**Records supplied:**
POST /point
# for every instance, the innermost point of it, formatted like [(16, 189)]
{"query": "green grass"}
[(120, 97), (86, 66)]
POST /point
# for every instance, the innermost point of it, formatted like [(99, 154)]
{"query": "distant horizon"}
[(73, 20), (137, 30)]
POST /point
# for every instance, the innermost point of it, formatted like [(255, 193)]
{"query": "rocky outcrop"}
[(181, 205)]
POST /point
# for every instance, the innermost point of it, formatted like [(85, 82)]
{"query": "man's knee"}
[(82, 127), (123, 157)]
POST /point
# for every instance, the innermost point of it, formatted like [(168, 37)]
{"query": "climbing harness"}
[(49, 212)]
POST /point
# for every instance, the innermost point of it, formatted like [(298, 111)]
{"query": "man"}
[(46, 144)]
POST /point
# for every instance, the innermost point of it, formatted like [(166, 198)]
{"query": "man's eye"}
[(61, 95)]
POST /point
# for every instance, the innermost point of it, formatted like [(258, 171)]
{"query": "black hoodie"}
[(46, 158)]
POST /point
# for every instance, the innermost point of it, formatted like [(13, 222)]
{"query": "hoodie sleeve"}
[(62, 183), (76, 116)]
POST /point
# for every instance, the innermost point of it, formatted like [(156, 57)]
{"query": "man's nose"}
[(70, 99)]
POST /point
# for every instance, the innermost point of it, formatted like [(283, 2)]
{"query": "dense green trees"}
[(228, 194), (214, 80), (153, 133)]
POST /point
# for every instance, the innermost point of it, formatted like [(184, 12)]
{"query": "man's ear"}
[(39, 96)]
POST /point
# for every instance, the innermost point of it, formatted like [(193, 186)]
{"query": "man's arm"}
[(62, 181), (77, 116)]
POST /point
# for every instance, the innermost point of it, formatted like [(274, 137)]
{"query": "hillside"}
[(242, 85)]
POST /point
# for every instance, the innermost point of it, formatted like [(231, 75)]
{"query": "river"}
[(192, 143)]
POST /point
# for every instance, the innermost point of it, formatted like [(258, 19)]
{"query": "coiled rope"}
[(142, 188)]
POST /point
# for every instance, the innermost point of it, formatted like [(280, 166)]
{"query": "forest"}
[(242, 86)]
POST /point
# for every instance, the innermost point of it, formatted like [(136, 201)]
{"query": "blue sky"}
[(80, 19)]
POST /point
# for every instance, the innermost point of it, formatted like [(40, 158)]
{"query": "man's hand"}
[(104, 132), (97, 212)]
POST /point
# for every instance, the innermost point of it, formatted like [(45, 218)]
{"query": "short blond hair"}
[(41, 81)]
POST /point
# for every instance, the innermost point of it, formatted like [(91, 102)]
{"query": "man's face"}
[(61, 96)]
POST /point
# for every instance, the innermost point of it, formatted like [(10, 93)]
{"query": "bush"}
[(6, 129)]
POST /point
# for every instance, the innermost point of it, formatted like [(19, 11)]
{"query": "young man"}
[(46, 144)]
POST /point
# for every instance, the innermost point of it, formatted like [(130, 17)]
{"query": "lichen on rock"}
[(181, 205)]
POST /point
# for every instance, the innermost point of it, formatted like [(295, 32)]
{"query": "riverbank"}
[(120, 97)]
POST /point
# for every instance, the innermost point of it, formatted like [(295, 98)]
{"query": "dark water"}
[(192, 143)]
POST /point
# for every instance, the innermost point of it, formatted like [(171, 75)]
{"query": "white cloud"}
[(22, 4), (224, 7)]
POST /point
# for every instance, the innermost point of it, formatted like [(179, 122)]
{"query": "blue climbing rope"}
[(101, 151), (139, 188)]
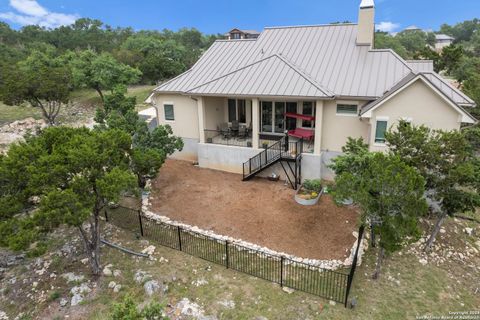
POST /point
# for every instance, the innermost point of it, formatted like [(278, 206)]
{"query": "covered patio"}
[(255, 123)]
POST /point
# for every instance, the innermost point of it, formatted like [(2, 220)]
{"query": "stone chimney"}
[(366, 23)]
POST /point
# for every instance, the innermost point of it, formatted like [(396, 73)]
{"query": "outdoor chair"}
[(235, 126), (242, 132)]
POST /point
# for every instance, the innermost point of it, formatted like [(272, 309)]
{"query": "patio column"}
[(317, 145), (201, 119), (255, 122)]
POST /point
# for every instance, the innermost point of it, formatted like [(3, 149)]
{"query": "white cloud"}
[(31, 12), (387, 26)]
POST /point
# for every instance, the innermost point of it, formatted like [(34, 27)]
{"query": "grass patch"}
[(86, 98)]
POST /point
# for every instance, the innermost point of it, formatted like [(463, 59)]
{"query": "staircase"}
[(281, 151)]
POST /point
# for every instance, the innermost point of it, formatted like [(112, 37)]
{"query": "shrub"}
[(313, 185), (128, 310)]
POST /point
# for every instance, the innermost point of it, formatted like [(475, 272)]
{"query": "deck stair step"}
[(280, 151)]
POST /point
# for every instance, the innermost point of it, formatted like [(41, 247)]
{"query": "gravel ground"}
[(258, 211)]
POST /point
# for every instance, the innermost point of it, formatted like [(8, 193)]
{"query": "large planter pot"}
[(306, 202)]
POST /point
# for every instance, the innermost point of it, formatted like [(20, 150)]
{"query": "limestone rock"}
[(151, 287)]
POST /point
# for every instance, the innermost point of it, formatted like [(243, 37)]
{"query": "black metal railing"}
[(282, 148), (333, 285), (228, 138)]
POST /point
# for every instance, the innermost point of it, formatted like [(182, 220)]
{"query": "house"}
[(314, 86), (236, 34), (442, 41)]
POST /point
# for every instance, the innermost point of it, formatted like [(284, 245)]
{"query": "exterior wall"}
[(214, 112), (337, 128), (420, 104), (185, 124), (189, 151), (225, 158), (327, 158)]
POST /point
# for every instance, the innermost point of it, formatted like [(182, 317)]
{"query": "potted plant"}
[(309, 192)]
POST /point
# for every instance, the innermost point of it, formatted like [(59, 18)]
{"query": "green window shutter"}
[(347, 108), (380, 131), (169, 114)]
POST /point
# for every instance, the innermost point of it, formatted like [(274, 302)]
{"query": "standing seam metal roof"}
[(323, 58)]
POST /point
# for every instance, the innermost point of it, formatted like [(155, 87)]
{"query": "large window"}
[(237, 111), (267, 114), (307, 109), (279, 117), (242, 112), (380, 131), (291, 123), (347, 109), (169, 114)]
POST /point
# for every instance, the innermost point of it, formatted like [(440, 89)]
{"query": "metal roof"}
[(285, 79), (435, 80), (324, 58), (421, 65), (443, 37)]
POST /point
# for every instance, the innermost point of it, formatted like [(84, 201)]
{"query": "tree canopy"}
[(41, 80), (447, 162), (388, 192), (75, 173)]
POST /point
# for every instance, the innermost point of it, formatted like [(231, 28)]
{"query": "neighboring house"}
[(237, 34), (442, 41), (324, 83)]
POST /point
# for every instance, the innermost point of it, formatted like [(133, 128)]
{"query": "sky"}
[(215, 16)]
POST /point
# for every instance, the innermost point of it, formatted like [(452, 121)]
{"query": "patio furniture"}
[(242, 132)]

**Your instructions:**
Using the material above, set down every line exactly, but skip the pictures.

**Full output:**
POST /point
# for every instance, the innermost point of it, formatted like [(16, 189)]
{"query": "green grass"}
[(120, 97), (86, 66)]
POST /point
# for every instance, the innermost point of it, formatted like [(99, 154)]
{"query": "distant horizon"}
[(73, 20), (137, 30)]
POST /point
# for every instance, the innermost point of it, formatted like [(255, 193)]
{"query": "rocky outcrop"}
[(181, 205)]
POST /point
# for every instance, the innermost point of it, formatted like [(85, 82)]
{"query": "man's knee"}
[(82, 127), (123, 157)]
POST /point
# for every instance, the innermost point of it, formatted like [(168, 37)]
{"query": "climbing harness"}
[(49, 212)]
POST /point
# for every instance, the innermost point of it, formatted like [(298, 111)]
{"query": "man"}
[(46, 144)]
POST /point
# for every instance, the innermost point of it, formatted like [(166, 198)]
{"query": "man's eye"}
[(61, 95)]
POST /point
# for every instance, the innermost point of it, formatted like [(258, 171)]
{"query": "black hoodie"}
[(46, 158)]
POST /point
# for every instance, the innermost point of it, formatted like [(13, 222)]
{"query": "hoodie sleeve"}
[(62, 183), (76, 116)]
POST /point
# for every instance, the innermost point of it, formatted like [(156, 57)]
{"query": "man's nose"}
[(70, 99)]
POST /point
# for every instance, the innermost point of it, formatted like [(283, 2)]
{"query": "dense green trees"}
[(228, 194), (214, 80), (153, 133)]
POST /point
# for every instance, the innermost point of it, formatted like [(184, 12)]
{"query": "man's ear"}
[(39, 96)]
POST /point
# for every instance, the innermost point of it, formatted like [(193, 186)]
{"query": "man's arm"}
[(62, 181), (77, 116)]
POST /point
# for every instance, the innermost point of it, formatted like [(274, 137)]
{"query": "hillside"}
[(242, 85)]
POST /point
# for every instance, the innermost point of it, formatted like [(231, 75)]
{"query": "river"}
[(192, 143)]
POST /point
# for every instance, the innermost point of it, formatted like [(258, 19)]
{"query": "coiled rope"}
[(142, 188)]
POST /point
# for every instance, the innermost point of it, formatted like [(280, 166)]
{"query": "forest"}
[(242, 86)]
POST /point
# for every instance, the innermost point of it, formatted like [(136, 201)]
{"query": "blue sky"}
[(80, 19)]
POST /point
# for every instance, the innermost point of it, formatted like [(40, 158)]
{"query": "man's hand"}
[(104, 132), (97, 212)]
POST /point
# for every instance, the innermost point of it, formatted like [(45, 218)]
{"query": "short blond hair"}
[(41, 81)]
POST /point
# for every instance, the innermost point of it, formatted like [(91, 102)]
{"query": "man's face"}
[(61, 96)]
POST /point
# for every instance, the innermost point of it, formatted like [(10, 93)]
{"query": "bush"}
[(6, 129)]
POST /point
# for every instance, the innermost point of it, formatted like [(19, 11)]
{"query": "young man"}
[(46, 144)]
POST /point
# for every instance, the innermost point of it, formatted like [(130, 17)]
{"query": "lichen on rock"}
[(181, 205)]
POST /point
# for every instance, the innermost point of it, formatted like [(295, 32)]
{"query": "riverbank"}
[(120, 97)]
POST /point
# for every instance, the innermost point of it, formatted like [(295, 98)]
{"query": "dark water"}
[(192, 143)]
POST /point
# for every instance, the innermost point of it, formatted like [(171, 75)]
{"query": "white cloud"}
[(22, 4), (224, 7)]
POST /point
# for every instance, the innermost point of it, formatted like [(179, 122)]
{"query": "blue climbing rope"}
[(101, 151), (139, 188)]
POST /point
# for every instance, the innermost point of it, formatted like [(278, 206)]
{"query": "covered patio"}
[(255, 123)]
POST /point
# for every instance, the innermost point of it, formatted like [(2, 220)]
{"query": "stone chimney"}
[(366, 23)]
POST /point
# for every instance, the innermost point of it, formatted like [(396, 73)]
{"query": "outdoor chair"}
[(235, 126), (242, 132)]
POST /point
# for every instance, the innermost point of it, formatted like [(272, 309)]
{"query": "patio column"}
[(317, 145), (201, 119), (255, 122)]
POST /point
# for every instance, the innermost point of it, formatted like [(3, 149)]
{"query": "white cloud"}
[(31, 12), (387, 26)]
POST /point
# for every instance, the innermost point of it, formatted like [(34, 27)]
{"query": "grass patch"}
[(86, 98)]
POST /point
# for every instance, the innermost point of it, formatted like [(463, 59)]
{"query": "staircase"}
[(281, 151)]
POST /point
# for every instance, the innermost point of it, formatted like [(112, 37)]
{"query": "shrub"}
[(313, 185), (128, 310)]
POST /point
# for every instance, the innermost point of it, formatted like [(475, 272)]
{"query": "deck stair step"}
[(280, 151)]
POST /point
# for every instance, the innermost point of it, formatted like [(41, 247)]
{"query": "gravel ground"}
[(258, 211)]
POST /point
# for every instance, the innermost point of it, formatted like [(8, 193)]
{"query": "large planter pot"}
[(306, 202)]
POST /point
# for every instance, the innermost point of it, formatted like [(20, 150)]
{"query": "limestone rock"}
[(151, 287)]
POST /point
# for every instance, the innermost point of it, formatted like [(243, 37)]
{"query": "black metal railing"}
[(282, 148), (333, 285), (228, 138)]
POST /point
# for every instance, the innermost point of it, formatted like [(182, 220)]
{"query": "house"}
[(314, 86), (236, 34), (442, 41)]
POST /point
# for every instance, the innermost point of it, formatted like [(284, 245)]
{"query": "exterior wall"}
[(214, 112), (337, 128), (420, 104), (185, 124), (189, 151), (225, 158), (327, 158)]
POST /point
# for every instance, the innermost point of it, formatted like [(182, 317)]
{"query": "potted plant"}
[(309, 192)]
POST /point
# for every instance, the innermost point of it, formatted like [(59, 18)]
{"query": "green window shutter"}
[(347, 108), (380, 131), (169, 114)]
POST /point
# for every instance, the innermost point of it, formatted like [(274, 302)]
{"query": "standing seam metal roof"}
[(323, 58)]
POST /point
# for every instance, the innermost point of it, formatted like [(155, 87)]
{"query": "large window"}
[(237, 111), (267, 114), (307, 109), (279, 117), (242, 112), (380, 131), (291, 123), (347, 109), (169, 114)]
POST /point
# for every instance, the innermost point of it, formatted like [(440, 89)]
{"query": "metal roof"}
[(285, 79), (435, 80), (324, 58), (421, 65), (443, 37)]
POST /point
# for every instance, the innermost point of it, formatted like [(84, 201)]
{"query": "tree canopy"}
[(41, 80), (447, 162), (388, 192), (75, 173)]
POST /point
# for every instance, the innermost point of it, formatted like [(231, 28)]
{"query": "neighboring house"}
[(237, 34), (442, 41), (324, 83)]
POST /point
# for every instance, the innermost point of it, formatted like [(133, 128)]
{"query": "sky"}
[(215, 16)]
POST /point
# for every instance, the innermost point of it, formatted like [(452, 121)]
{"query": "patio furniture"}
[(242, 132)]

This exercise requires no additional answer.